— BEGIN PAGE —

The solution is to make several requests, each with a smaller time range. How small of a time range? I suggest starting really small (~30 time points?), then (approximately) double the time range until the request fails, then go back one doubling. Then make all the requests (each for a different chunk of time) needed to get all of the data.
An ERDDAP™ administrator can lessen this problem by increasing the Apache timeout settings.
Monitoring
We all want our data services to find their audience and be extensively used, but sometimes your ERDDAP™ may be used too much, causing problems, including super slow responses for all requests. Our plan to avoid problems is:
-
Monitor ERDDAP™ via the status.html web page.
It has tons of useful information. If you see that a huge number of requests are coming in, or tons of memory being used, or tons of failed requests, or each Major LoadDatasets is taking a long time, or see any sign of things getting bogged down and responding slowly, then look in ERDDAP's log.txt file to see what's going on.It's also useful to simply note how fast the status page responds. If it responds slowly, that is an important indicator that ERDDAP™ is very busy.
-
Monitor ERDDAP™ via the Daily Report email.

— END PAGE —
— BEGIN DATA SECTION —

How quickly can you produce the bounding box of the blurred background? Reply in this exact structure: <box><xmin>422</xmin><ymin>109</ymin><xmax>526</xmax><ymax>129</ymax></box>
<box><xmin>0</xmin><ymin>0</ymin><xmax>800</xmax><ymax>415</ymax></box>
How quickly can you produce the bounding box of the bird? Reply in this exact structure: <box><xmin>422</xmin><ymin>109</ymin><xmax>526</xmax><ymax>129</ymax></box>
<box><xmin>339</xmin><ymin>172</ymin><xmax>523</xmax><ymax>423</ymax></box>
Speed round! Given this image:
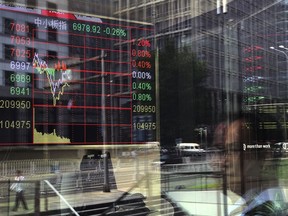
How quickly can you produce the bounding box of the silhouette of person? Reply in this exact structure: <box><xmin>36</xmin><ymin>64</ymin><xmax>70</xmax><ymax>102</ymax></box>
<box><xmin>214</xmin><ymin>115</ymin><xmax>287</xmax><ymax>216</ymax></box>
<box><xmin>12</xmin><ymin>170</ymin><xmax>28</xmax><ymax>211</ymax></box>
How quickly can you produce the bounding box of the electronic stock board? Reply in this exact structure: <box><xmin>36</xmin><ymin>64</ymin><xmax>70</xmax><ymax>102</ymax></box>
<box><xmin>0</xmin><ymin>4</ymin><xmax>157</xmax><ymax>145</ymax></box>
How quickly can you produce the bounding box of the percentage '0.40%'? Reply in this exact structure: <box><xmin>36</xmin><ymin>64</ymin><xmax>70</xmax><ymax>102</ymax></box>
<box><xmin>132</xmin><ymin>82</ymin><xmax>152</xmax><ymax>91</ymax></box>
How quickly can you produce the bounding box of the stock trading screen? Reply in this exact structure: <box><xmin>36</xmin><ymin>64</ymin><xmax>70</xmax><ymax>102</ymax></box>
<box><xmin>0</xmin><ymin>4</ymin><xmax>156</xmax><ymax>145</ymax></box>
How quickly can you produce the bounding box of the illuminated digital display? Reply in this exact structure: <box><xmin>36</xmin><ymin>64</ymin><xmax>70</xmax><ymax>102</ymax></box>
<box><xmin>0</xmin><ymin>4</ymin><xmax>157</xmax><ymax>145</ymax></box>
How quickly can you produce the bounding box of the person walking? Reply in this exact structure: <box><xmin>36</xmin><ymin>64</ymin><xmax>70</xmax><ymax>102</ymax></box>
<box><xmin>12</xmin><ymin>170</ymin><xmax>28</xmax><ymax>211</ymax></box>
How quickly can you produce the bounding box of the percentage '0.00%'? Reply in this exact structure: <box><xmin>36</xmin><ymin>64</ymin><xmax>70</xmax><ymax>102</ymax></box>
<box><xmin>132</xmin><ymin>71</ymin><xmax>152</xmax><ymax>80</ymax></box>
<box><xmin>132</xmin><ymin>93</ymin><xmax>152</xmax><ymax>101</ymax></box>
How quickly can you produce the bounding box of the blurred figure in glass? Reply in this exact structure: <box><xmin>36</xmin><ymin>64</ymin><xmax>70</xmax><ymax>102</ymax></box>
<box><xmin>12</xmin><ymin>170</ymin><xmax>28</xmax><ymax>211</ymax></box>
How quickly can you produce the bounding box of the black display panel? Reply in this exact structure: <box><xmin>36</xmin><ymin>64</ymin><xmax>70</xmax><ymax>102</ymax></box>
<box><xmin>0</xmin><ymin>4</ymin><xmax>157</xmax><ymax>145</ymax></box>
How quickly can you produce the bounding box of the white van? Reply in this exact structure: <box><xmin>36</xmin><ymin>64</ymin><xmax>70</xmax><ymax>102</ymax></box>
<box><xmin>176</xmin><ymin>143</ymin><xmax>204</xmax><ymax>154</ymax></box>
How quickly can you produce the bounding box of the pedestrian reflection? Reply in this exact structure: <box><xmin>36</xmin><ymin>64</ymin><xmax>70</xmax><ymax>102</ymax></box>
<box><xmin>212</xmin><ymin>116</ymin><xmax>287</xmax><ymax>215</ymax></box>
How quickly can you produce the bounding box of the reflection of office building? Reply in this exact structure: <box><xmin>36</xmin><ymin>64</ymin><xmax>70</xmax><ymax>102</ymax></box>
<box><xmin>114</xmin><ymin>0</ymin><xmax>287</xmax><ymax>143</ymax></box>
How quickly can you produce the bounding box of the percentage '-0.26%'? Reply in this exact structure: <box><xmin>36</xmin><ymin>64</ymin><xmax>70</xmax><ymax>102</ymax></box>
<box><xmin>132</xmin><ymin>71</ymin><xmax>152</xmax><ymax>80</ymax></box>
<box><xmin>137</xmin><ymin>39</ymin><xmax>151</xmax><ymax>47</ymax></box>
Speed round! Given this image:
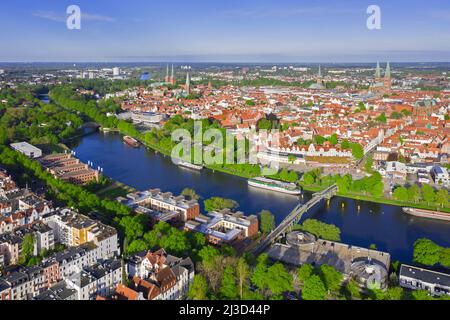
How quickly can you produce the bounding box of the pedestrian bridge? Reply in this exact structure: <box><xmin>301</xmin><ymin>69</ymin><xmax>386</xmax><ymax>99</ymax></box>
<box><xmin>253</xmin><ymin>185</ymin><xmax>338</xmax><ymax>255</ymax></box>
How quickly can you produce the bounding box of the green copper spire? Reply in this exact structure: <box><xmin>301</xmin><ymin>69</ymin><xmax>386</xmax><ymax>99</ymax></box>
<box><xmin>384</xmin><ymin>62</ymin><xmax>391</xmax><ymax>78</ymax></box>
<box><xmin>375</xmin><ymin>62</ymin><xmax>381</xmax><ymax>79</ymax></box>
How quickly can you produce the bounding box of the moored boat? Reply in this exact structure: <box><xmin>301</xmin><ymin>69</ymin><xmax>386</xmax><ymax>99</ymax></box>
<box><xmin>403</xmin><ymin>208</ymin><xmax>450</xmax><ymax>221</ymax></box>
<box><xmin>178</xmin><ymin>161</ymin><xmax>203</xmax><ymax>171</ymax></box>
<box><xmin>123</xmin><ymin>136</ymin><xmax>139</xmax><ymax>148</ymax></box>
<box><xmin>248</xmin><ymin>177</ymin><xmax>302</xmax><ymax>195</ymax></box>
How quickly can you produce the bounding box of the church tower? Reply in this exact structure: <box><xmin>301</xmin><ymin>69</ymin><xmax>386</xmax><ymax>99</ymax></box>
<box><xmin>317</xmin><ymin>64</ymin><xmax>323</xmax><ymax>85</ymax></box>
<box><xmin>186</xmin><ymin>70</ymin><xmax>191</xmax><ymax>95</ymax></box>
<box><xmin>164</xmin><ymin>64</ymin><xmax>170</xmax><ymax>83</ymax></box>
<box><xmin>170</xmin><ymin>64</ymin><xmax>177</xmax><ymax>86</ymax></box>
<box><xmin>375</xmin><ymin>62</ymin><xmax>381</xmax><ymax>82</ymax></box>
<box><xmin>384</xmin><ymin>62</ymin><xmax>392</xmax><ymax>92</ymax></box>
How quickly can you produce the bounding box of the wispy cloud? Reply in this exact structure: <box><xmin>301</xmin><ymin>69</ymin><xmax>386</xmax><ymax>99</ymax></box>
<box><xmin>32</xmin><ymin>10</ymin><xmax>116</xmax><ymax>22</ymax></box>
<box><xmin>430</xmin><ymin>10</ymin><xmax>450</xmax><ymax>20</ymax></box>
<box><xmin>225</xmin><ymin>7</ymin><xmax>360</xmax><ymax>18</ymax></box>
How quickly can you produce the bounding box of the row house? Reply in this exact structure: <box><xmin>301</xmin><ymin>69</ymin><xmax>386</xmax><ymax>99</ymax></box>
<box><xmin>100</xmin><ymin>249</ymin><xmax>194</xmax><ymax>300</ymax></box>
<box><xmin>64</xmin><ymin>258</ymin><xmax>122</xmax><ymax>300</ymax></box>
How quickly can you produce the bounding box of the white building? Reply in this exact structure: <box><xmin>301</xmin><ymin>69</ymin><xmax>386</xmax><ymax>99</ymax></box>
<box><xmin>11</xmin><ymin>142</ymin><xmax>42</xmax><ymax>159</ymax></box>
<box><xmin>399</xmin><ymin>264</ymin><xmax>450</xmax><ymax>296</ymax></box>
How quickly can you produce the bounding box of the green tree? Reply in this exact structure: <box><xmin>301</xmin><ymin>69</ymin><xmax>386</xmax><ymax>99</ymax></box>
<box><xmin>236</xmin><ymin>257</ymin><xmax>250</xmax><ymax>299</ymax></box>
<box><xmin>350</xmin><ymin>143</ymin><xmax>364</xmax><ymax>160</ymax></box>
<box><xmin>19</xmin><ymin>233</ymin><xmax>34</xmax><ymax>265</ymax></box>
<box><xmin>267</xmin><ymin>262</ymin><xmax>294</xmax><ymax>295</ymax></box>
<box><xmin>320</xmin><ymin>264</ymin><xmax>344</xmax><ymax>293</ymax></box>
<box><xmin>422</xmin><ymin>184</ymin><xmax>436</xmax><ymax>205</ymax></box>
<box><xmin>328</xmin><ymin>133</ymin><xmax>338</xmax><ymax>146</ymax></box>
<box><xmin>386</xmin><ymin>287</ymin><xmax>404</xmax><ymax>300</ymax></box>
<box><xmin>297</xmin><ymin>264</ymin><xmax>314</xmax><ymax>284</ymax></box>
<box><xmin>393</xmin><ymin>187</ymin><xmax>408</xmax><ymax>202</ymax></box>
<box><xmin>302</xmin><ymin>275</ymin><xmax>327</xmax><ymax>300</ymax></box>
<box><xmin>408</xmin><ymin>184</ymin><xmax>422</xmax><ymax>203</ymax></box>
<box><xmin>220</xmin><ymin>266</ymin><xmax>238</xmax><ymax>300</ymax></box>
<box><xmin>411</xmin><ymin>290</ymin><xmax>433</xmax><ymax>301</ymax></box>
<box><xmin>259</xmin><ymin>210</ymin><xmax>275</xmax><ymax>234</ymax></box>
<box><xmin>345</xmin><ymin>279</ymin><xmax>361</xmax><ymax>300</ymax></box>
<box><xmin>375</xmin><ymin>112</ymin><xmax>387</xmax><ymax>123</ymax></box>
<box><xmin>303</xmin><ymin>172</ymin><xmax>314</xmax><ymax>186</ymax></box>
<box><xmin>414</xmin><ymin>239</ymin><xmax>442</xmax><ymax>266</ymax></box>
<box><xmin>181</xmin><ymin>188</ymin><xmax>200</xmax><ymax>200</ymax></box>
<box><xmin>251</xmin><ymin>254</ymin><xmax>268</xmax><ymax>290</ymax></box>
<box><xmin>313</xmin><ymin>136</ymin><xmax>327</xmax><ymax>146</ymax></box>
<box><xmin>204</xmin><ymin>197</ymin><xmax>239</xmax><ymax>212</ymax></box>
<box><xmin>127</xmin><ymin>240</ymin><xmax>148</xmax><ymax>255</ymax></box>
<box><xmin>120</xmin><ymin>215</ymin><xmax>145</xmax><ymax>240</ymax></box>
<box><xmin>436</xmin><ymin>189</ymin><xmax>449</xmax><ymax>208</ymax></box>
<box><xmin>188</xmin><ymin>274</ymin><xmax>208</xmax><ymax>300</ymax></box>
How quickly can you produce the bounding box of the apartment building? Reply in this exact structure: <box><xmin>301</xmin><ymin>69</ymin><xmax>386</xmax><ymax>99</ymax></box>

— END DATA SECTION —

_REQUIRED WORK_
Print the entire ERDDAP passage word for word. These items come from a different source than the ERDDAP passage.

_THE OUTPUT_
The solution is to make several requests, each with a smaller time range. How small of a time range? I suggest starting really small (~30 time points?), then (approximately) double the time range until the request fails, then go back one doubling. Then make all the requests (each for a different chunk of time) needed to get all of the data.
An ERDDAP™ administrator can lessen this problem by increasing the Apache timeout settings.
Monitoring
We all want our data services to find their audience and be extensively used, but sometimes your ERDDAP™ may be used too much, causing problems, including super slow responses for all requests. Our plan to avoid problems is:
-
Monitor ERDDAP™ via the status.html web page.
It has tons of useful information. If you see that a huge number of requests are coming in, or tons of memory being used, or tons of failed requests, or each Major LoadDatasets is taking a long time, or see any sign of things getting bogged down and responding slowly, then look in ERDDAP's log.txt file to see what's going on.It's also useful to simply note how fast the status page responds. If it responds slowly, that is an important indicator that ERDDAP™ is very busy.
-
Monitor ERDDAP™ via the Daily Report email.